[Exercise 1] In the listing, rewrite the stretch from the line containing "Return the segmentation of every instance of the smile" through the line containing "M 240 240 L" as a numbered list, skipping blank lines and leaving out the pictures.

[Selection]
• • • • • • •

# New Mexico Resident's Id Temporarily Rejected As 'foreign' By D.c. Clerk



## Leeda.the.Paladin (Dec 1, 2018)

New Mexico man applying for a marriage license in Washington, D.C., this month had his state driver's license rejected as a form of identification because a clerk and her supervisor believed New Mexico was a foreign country.

Gavin Clarkson, a Las Cruces, N.M., resident, said he was at the District of Columbia Marriage Bureau on Nov. 20 applying for a license to wed his then-fiancée when their nuptial plans hit a brief snag. The clerk told him he would need an international passport on the apparent belief that he wasn't a U.S. citizen.

"She thought New Mexico was a foreign country," he said of the clerk as quoted by the Las Cruces Sun-News. "All the couples behind us waiting in line were laughing."

Clarkson was a recent candidate for New Mexico secretary of state and is a member of the Choctaw Nation. He said he protested the clerk's decision to her supervisor, who also failed to recognize New Mexico as a state.

"You know you are from flyover country when you are applying for a marriage license, give them your New Mexico driver's license, and they come back and say 'my supervisor says we cannot accept international driver's licenses. Do you have a New Mexico passport?' " Clarkson tweeted.

It wasn't until Clarkson went back to the clerk again, insisting that his state driver's license was a legal form of identification, that the clerk finally agreed to accept it and issue him a marriage license.

A spokeswoman for the District of Columbia Courts acknowledged the error.

"We understand that a clerk in our Marriage Bureau made a mistake regarding New Mexico's 106-year history as a state," said Leah H. Gurowitz, director of media and public relations for D.C. Courts, in an email to the Sun-News. "We very much regret the error and the slight delay it caused a New Mexico resident in applying for a DC marriage license."

Clarkson and his now-spouse, Marina, a naturalized citizen from Argentina, said the whole encounter lasted about 20 minutes and ultimately they were married with a good story to tell about the process.

Clarkson's citizenship was not the only thing questioned by the clerk. Marina Clarkson speaks fluent English, but with a slight accent. However, the clerk complimented Gavin, not Marina, for his command of the language. That left Marina wondering: "Why are you complimenting him on his English?"


----------



## MzRhonda (Dec 1, 2018)

This can’t be true


----------



## Godsdaughter001 (Dec 1, 2018)

Welcome to America. 

Land of the dumb fuchs.


----------



## Atthatday (Dec 1, 2018)

In order to be deemed qualified for this job, you must be able to name all 50 of the states in Amerikkka.


----------



## urbanchic (Dec 1, 2018)

How embarrassing


----------



## Petal26 (Dec 6, 2018)

Leeda.the.Paladin said:


> Clarkson's citizenship was not the only thing questioned by the clerk. Marina Clarkson speaks fluent English, but with a slight accent. However, *the clerk complimented Gavin, not Marina, for his command of the language.* That left Marina wondering: "Why are you complimenting him on his English?"

• • • • • • •

[Exercise 2] Copy the stretch of the thread about the rejected New Mexico ID from "It wasn't until" through "about the process.".

[Input data]
• • • • • • •

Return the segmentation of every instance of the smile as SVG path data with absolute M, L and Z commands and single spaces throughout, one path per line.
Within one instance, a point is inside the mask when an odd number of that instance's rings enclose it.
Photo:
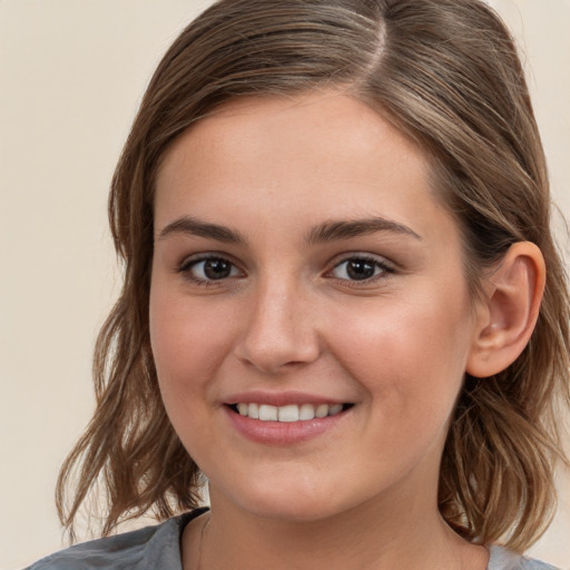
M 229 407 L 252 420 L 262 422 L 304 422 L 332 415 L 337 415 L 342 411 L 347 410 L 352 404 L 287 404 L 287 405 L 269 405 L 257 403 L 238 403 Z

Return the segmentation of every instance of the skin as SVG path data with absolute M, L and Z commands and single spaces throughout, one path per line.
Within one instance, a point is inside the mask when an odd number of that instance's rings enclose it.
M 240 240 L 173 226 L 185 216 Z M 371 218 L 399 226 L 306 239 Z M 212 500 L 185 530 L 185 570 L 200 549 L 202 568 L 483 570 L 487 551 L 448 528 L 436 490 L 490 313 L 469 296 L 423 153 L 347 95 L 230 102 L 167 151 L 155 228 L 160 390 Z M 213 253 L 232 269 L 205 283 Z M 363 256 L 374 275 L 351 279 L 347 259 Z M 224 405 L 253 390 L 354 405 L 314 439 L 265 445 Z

• • • • • • •

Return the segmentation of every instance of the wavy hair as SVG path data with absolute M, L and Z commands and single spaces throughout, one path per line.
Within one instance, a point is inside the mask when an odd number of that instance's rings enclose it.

• • • • • • •

[Correct output 1]
1. Return the segmentation of every instance of the smile as SVG path data with absolute M, L and Z commands and single spaces throughout, one path per line.
2. Within one instance, a point is inside the mask when an odd number of that instance's rings enclose it.
3. Photo:
4. M 229 407 L 252 420 L 262 422 L 304 422 L 332 415 L 337 415 L 342 411 L 347 410 L 352 404 L 287 404 L 287 405 L 269 405 L 257 403 L 238 403 Z
5. Return the segmentation of every instance of the skin as SVG path data with absolute M, L and Z commands and single spaces throughout, one path per line.
6. Within one instance, a point is inside the mask when an odd number of that instance's rings enclose it.
7. M 240 240 L 173 226 L 185 216 Z M 371 218 L 399 226 L 306 239 Z M 212 500 L 185 530 L 185 570 L 200 549 L 202 568 L 483 570 L 487 551 L 448 528 L 436 490 L 490 313 L 469 296 L 423 153 L 347 95 L 230 102 L 167 151 L 155 228 L 160 390 Z M 213 253 L 232 269 L 205 283 Z M 363 256 L 374 275 L 351 279 L 347 259 Z M 224 405 L 253 390 L 354 405 L 314 439 L 265 445 Z

[Correct output 2]
It wasn't until Clarkson went back to the clerk again, insisting that his state driver's license was a legal form of identification, that the clerk finally agreed to accept it and issue him a marriage license.

A spokeswoman for the District of Columbia Courts acknowledged the error.

"We understand that a clerk in our Marriage Bureau made a mistake regarding New Mexico's 106-year history as a state," said Leah H. Gurowitz, director of media and public relations for D.C. Courts, in an email to the Sun-News. "We very much regret the error and the slight delay it caused a New Mexico resident in applying for a DC marriage license."

Clarkson and his now-spouse, Marina, a naturalized citizen from Argentina, said the whole encounter lasted about 20 minutes and ultimately they were married with a good story to tell about the process.